● **LESETEXT**
######
Prof. Dr. med. Tayfun Güngör untersucht den Stammzelltherapie Patienten Ali im Kinderspital Zürich
21.11.2025
Stammzelltherapie

Stammzelltherapie: «Wir sind wie Bergführer für die Eltern»

Bei Stammzelltransplantationen führt das Profi-Team um Prof. Dr. med. Tayfun Güngör schwer kranke Kinder und ihre Familien sicher durch schwieriges Terrain. Die Abteilung vereint Forschung, Diagnostik und Therapie unter einem Dach und überzeugt mit 95-prozentiger Überlebensrate.

Prof. Tayfun Güngör, was ist neu im Bereich der Stammzelltherapie am Kinderspital?

Im alten Spital lagen die Kinder in engen Glaskabinen, manche Eltern nannten sie scherzhaft «Aquarien». Heute bieten die topmodernen Isolierzimmer viel Platz, höchsten Infektionsschutz, Tageslicht und Privatsphäre. Ein Elternteil kann sogar beim Kind übernachten – all das fördert die Genesung. Im neuen hauseigenen Reinraumlabor stellen wir moderne Zell- und Gentherapien auf höchstem Niveau selbst her. Dass Forschung und Klinik nun Tür an Tür arbeiten, bringt messbare Fortschritte.

Wie viele Kinder profitieren jährlich davon?

Wir behandeln rund 40 Kinder und Jugendliche pro Jahr: etwa 30 mit fremden Spenderzellen, fünf mit eigenen Zellen und fünf mit körpereigenen Abwehrzellen, die wir genetisch verändern. Je nach Krankheit braucht es einen anderen Ansatz. Als nationales Zentrum für hochspezialisierte Medizin kommen über 80 Prozent aller betroffenen Kinder der Schweiz zu uns. Mit unseren Resultaten zählen wir auch europaweit zu den zehn besten Kliniken.

Welche Erkrankungen sind am häufigsten?

Bei Stammzelltherapien denkt man meist an Leukämie und bösartige Krebsarten, aber das sind weniger als die Hälfte aller Fälle. Am häufigsten behandeln wir Immundefekte, Knochenmarkversagen, schwere Stoffwechselstörungen oder rheumatologische Krankheiten. Manche sind ab Geburt bedrohlich, andere schwelen über Jahre unentdeckt – mit grossen Einbussen der Lebensqualität.
######
● **FRAGEN ZUM MATERIAL**
A) Erklären Sie in ein bis drei Sätzen, warum die neuen Isolierzimmer laut Lesetext die Genesung der Kinder fördern.
B) Überarbeiten Sie im Lesetext den Abschnitt, der mit „Bei Stammzelltransplantationen führt“ beginnt und bis „Stammzelltherapie am Kinderspital?“ reicht, und setzen Sie dabei „Station“ an die Stelle von „Abteilung“.

● **INHALT DES DATENSATZES**
######
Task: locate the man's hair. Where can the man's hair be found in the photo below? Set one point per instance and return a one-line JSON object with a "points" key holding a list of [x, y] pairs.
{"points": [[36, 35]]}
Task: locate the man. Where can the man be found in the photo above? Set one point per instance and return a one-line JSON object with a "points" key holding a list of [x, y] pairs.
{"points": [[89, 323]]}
######
● **ANTWORTEN NACHEINANDER**
A) Die neuen Isolierzimmer bieten viel Platz, höchsten Infektionsschutz, Tageslicht und Privatsphäre. Außerdem kann ein Elternteil beim Kind übernachten. All das fördert die Genesung.

B)
Bei Stammzelltransplantationen führt das Profi-Team um Prof. Dr. med. Tayfun Güngör schwer kranke Kinder und ihre Familien sicher durch schwieriges Terrain. Die Station vereint Forschung, Diagnostik und Therapie unter einem Dach und überzeugt mit 95-prozentiger Überlebensrate.

Prof. Tayfun Güngör, was ist neu im Bereich der Stammzelltherapie am Kinderspital?